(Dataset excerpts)
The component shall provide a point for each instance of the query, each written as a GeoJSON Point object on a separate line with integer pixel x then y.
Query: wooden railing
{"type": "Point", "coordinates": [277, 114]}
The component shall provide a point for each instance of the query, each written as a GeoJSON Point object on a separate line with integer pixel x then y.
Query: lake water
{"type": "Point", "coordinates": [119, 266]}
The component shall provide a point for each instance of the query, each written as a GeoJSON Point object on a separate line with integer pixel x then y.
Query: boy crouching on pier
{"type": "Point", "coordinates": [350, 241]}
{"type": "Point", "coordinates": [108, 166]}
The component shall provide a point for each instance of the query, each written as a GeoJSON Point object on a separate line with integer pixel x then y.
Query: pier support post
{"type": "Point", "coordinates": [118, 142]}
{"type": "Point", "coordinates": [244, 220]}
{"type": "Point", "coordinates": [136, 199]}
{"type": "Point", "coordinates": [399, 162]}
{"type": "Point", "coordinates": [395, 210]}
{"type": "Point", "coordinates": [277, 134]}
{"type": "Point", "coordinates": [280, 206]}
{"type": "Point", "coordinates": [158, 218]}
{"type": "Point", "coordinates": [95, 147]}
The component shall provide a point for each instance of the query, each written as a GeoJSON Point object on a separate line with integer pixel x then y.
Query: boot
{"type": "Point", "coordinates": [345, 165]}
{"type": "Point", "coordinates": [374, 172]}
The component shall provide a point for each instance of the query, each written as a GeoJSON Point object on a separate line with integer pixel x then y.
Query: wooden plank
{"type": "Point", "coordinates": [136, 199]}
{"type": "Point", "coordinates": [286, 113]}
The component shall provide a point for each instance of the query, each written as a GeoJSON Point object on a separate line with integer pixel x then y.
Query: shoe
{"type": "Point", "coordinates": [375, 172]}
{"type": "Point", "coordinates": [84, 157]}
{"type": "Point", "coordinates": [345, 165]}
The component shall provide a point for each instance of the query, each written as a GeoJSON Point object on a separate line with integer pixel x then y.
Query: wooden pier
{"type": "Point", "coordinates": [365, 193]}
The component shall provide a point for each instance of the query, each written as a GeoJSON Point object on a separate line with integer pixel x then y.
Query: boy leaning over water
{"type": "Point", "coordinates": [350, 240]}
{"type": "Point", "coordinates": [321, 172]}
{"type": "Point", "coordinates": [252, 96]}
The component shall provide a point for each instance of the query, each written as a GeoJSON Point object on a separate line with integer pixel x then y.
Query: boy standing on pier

Exercise aim: All of the data above is to be given again, word for word.

Exercise output:
The component shall provide a point for each instance of the query, each written as a GeoJSON Point object on a separate line with integer pixel x then y.
Query: wooden railing
{"type": "Point", "coordinates": [277, 114]}
The component shall provide a point for each instance of the query, each written as a GeoJSON Point object on a separate line with integer pixel x then y.
Query: lake water
{"type": "Point", "coordinates": [119, 266]}
The component shall provide a point for each instance of the query, each written as a GeoJSON Point object on a separate line with integer pixel x then y.
Query: boy crouching on pier
{"type": "Point", "coordinates": [350, 241]}
{"type": "Point", "coordinates": [108, 166]}
The component shall provide a point for each instance of the query, each written as a GeoJSON Point object on a separate line with integer pixel x then y.
Query: pier support post
{"type": "Point", "coordinates": [118, 142]}
{"type": "Point", "coordinates": [244, 220]}
{"type": "Point", "coordinates": [136, 199]}
{"type": "Point", "coordinates": [399, 162]}
{"type": "Point", "coordinates": [395, 210]}
{"type": "Point", "coordinates": [277, 134]}
{"type": "Point", "coordinates": [280, 206]}
{"type": "Point", "coordinates": [158, 218]}
{"type": "Point", "coordinates": [95, 147]}
The component shall provide a point for each instance of the query, each written as a GeoJSON Point object on a separate line with integer pixel x then y.
Query: boot
{"type": "Point", "coordinates": [345, 165]}
{"type": "Point", "coordinates": [374, 172]}
The component shall provide a point for each instance of the query, each written as a GeoJSON Point object on a separate line with integer pixel x then y.
Query: wooden plank
{"type": "Point", "coordinates": [136, 199]}
{"type": "Point", "coordinates": [286, 113]}
The component shall provide a point for each instance of the query, each written as a GeoJSON Point object on a separate line with integer pixel x then y.
Query: shoe
{"type": "Point", "coordinates": [375, 172]}
{"type": "Point", "coordinates": [84, 157]}
{"type": "Point", "coordinates": [345, 165]}
The component shall provide a point for each instance of the query, each written as a GeoJSON Point object on a separate line with integer pixel x then y.
Query: wooden pier
{"type": "Point", "coordinates": [365, 193]}
The component shall provide a point for each instance of the query, each written as a GeoJSON Point object on a separate line with integer pixel x then y.
Query: boy leaning over water
{"type": "Point", "coordinates": [350, 240]}
{"type": "Point", "coordinates": [321, 172]}
{"type": "Point", "coordinates": [252, 96]}
The component shall provide a point for each instance of the query, each written as a GeoJSON Point object on a separate line with integer pixel x then y.
Query: boy standing on pier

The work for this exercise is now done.